__REQUIREMENT__
Turn every line of the listing below into a Markdown table with the columns "Row" and "Line", skipping blank lines. Leave the pictures out of the answer.

__MATERIAL__
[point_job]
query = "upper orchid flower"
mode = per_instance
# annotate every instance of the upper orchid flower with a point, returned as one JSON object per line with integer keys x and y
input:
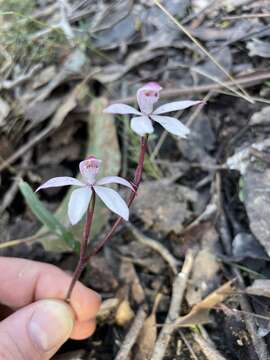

__COMPLETE RESPONSE__
| Row | Line |
|---|---|
| 1 | [point_job] |
| 2 | query = "upper orchid flower" |
| 3 | mode = per_instance |
| 4 | # annotate every instance of the upper orchid flower with a point, returned as one JSON object per line with integer keys x and y |
| 5 | input: |